(Stored dataset items)
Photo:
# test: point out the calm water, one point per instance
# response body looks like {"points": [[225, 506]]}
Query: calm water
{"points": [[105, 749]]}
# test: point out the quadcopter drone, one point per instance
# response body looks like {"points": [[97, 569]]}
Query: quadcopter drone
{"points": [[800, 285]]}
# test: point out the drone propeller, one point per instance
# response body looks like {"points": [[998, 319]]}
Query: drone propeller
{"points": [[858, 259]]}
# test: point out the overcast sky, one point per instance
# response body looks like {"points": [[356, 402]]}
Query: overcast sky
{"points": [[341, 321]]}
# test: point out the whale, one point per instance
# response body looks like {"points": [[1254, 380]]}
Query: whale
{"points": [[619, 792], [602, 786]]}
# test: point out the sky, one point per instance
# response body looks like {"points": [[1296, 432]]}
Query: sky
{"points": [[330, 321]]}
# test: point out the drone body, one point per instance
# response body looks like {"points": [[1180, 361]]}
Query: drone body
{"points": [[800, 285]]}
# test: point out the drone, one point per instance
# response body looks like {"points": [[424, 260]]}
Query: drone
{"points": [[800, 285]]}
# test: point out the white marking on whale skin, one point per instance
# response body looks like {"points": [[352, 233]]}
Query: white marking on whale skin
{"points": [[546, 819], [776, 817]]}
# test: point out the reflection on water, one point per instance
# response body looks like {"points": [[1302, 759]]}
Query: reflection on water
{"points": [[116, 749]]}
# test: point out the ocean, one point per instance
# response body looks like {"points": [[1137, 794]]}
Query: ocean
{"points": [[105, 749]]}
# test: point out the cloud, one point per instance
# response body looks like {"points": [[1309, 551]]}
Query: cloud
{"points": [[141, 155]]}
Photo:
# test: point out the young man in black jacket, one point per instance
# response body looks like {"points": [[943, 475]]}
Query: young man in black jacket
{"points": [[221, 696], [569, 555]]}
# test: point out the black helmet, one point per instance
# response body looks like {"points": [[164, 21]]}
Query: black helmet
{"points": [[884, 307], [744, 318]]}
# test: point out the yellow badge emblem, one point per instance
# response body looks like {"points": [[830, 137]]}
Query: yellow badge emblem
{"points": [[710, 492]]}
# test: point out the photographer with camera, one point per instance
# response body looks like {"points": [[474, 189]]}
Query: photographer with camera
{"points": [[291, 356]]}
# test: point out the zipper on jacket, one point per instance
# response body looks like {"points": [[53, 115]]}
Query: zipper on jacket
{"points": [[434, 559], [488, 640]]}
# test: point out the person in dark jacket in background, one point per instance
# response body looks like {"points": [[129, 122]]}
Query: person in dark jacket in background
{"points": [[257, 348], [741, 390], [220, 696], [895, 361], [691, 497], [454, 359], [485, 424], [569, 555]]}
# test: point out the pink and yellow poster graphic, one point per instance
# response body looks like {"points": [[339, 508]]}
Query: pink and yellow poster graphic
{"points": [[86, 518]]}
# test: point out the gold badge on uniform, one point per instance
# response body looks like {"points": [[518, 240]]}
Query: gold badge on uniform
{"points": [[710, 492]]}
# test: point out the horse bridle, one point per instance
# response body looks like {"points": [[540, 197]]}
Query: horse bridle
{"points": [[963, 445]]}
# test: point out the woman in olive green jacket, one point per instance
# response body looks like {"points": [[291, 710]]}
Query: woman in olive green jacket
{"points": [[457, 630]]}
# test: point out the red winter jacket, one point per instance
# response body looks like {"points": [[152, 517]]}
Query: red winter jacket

● WHAT THE EXERCISE ASKS
Please output the records shown above, with every character intact.

● COMPLETED TASK
Photo:
# test: point out the calm water, one point per instance
# response body looks like {"points": [[225, 506]]}
Query: calm water
{"points": [[105, 749]]}
# test: point out the quadcopter drone, one point per instance
# response body looks like {"points": [[97, 569]]}
Query: quadcopter drone
{"points": [[800, 285]]}
# test: point out the drone propeller, one point per instance
# response body looks like {"points": [[998, 319]]}
Query: drone propeller
{"points": [[858, 259]]}
# test: point out the overcast sky, one point per instance
# response body looks like {"points": [[356, 402]]}
Query: overcast sky
{"points": [[341, 321]]}
# test: point out the whale, one point per instance
# response body looks like {"points": [[1254, 380]]}
Query: whale
{"points": [[619, 792], [602, 786]]}
# test: point out the sky, one point per instance
# response body looks like {"points": [[1296, 432]]}
Query: sky
{"points": [[330, 321]]}
# test: point out the drone body, one point per instance
# response body looks like {"points": [[1180, 361]]}
Query: drone body
{"points": [[800, 285]]}
# test: point out the drone, one point per instance
# response body looks like {"points": [[424, 260]]}
Query: drone
{"points": [[800, 285]]}
# test: point out the white marking on whale skin, one point per instance
# response body looks like {"points": [[352, 233]]}
Query: white marking on whale skin
{"points": [[546, 819], [776, 817]]}
# test: point out the reflection on water, one point per instance
# response body looks like {"points": [[1302, 759]]}
Query: reflection on water
{"points": [[116, 749]]}
# test: point out the ocean, one point per instance
# response body looks like {"points": [[1137, 794]]}
Query: ocean
{"points": [[105, 749]]}
# test: point out the cloud, one point per instance
# response body looks like {"points": [[1309, 551]]}
Query: cloud
{"points": [[141, 155]]}
Photo:
# test: point out the young man in black jacket, one point per instance
# response body looks like {"points": [[943, 475]]}
Query: young man in black jacket
{"points": [[221, 696], [569, 555]]}
# test: point out the black helmet, one point per instance
# response body looks like {"points": [[164, 21]]}
Query: black helmet
{"points": [[884, 307], [744, 318]]}
# test: point out the yellow badge emblem, one point per instance
# response body looks like {"points": [[830, 137]]}
Query: yellow badge emblem
{"points": [[710, 492]]}
# test: point out the photographer with camera, one point per instance
# response body looks like {"points": [[474, 189]]}
Query: photographer with camera
{"points": [[291, 356]]}
# test: point out the zipper on jacket, one point per instance
# response body looks like {"points": [[53, 115]]}
Query: zipper on jacket
{"points": [[434, 559], [488, 640]]}
# test: point out the person in dark jacket in background, one point per instance
# response body looks like {"points": [[129, 122]]}
Query: person in dark jacket in background
{"points": [[257, 348], [741, 390], [220, 696], [895, 361], [691, 497], [454, 359], [485, 424], [569, 555]]}
# test: point out the pink and yellow poster graphic, one point per instance
# response body looks like {"points": [[339, 508]]}
Query: pink and yellow poster graphic
{"points": [[86, 518]]}
# test: point out the gold badge on uniform, one point per instance
# response body looks like {"points": [[518, 240]]}
Query: gold badge on uniform
{"points": [[710, 492]]}
# test: point out the horse bridle, one point per instance
# response body looks like {"points": [[540, 197]]}
Query: horse bridle
{"points": [[963, 445]]}
# test: point out the woman in olive green jacket, one point per instance
# response body looks like {"points": [[291, 710]]}
Query: woman in olive green jacket
{"points": [[457, 630]]}
# test: point out the red winter jacket, one point per instance
# response body looks like {"points": [[152, 517]]}
Query: red winter jacket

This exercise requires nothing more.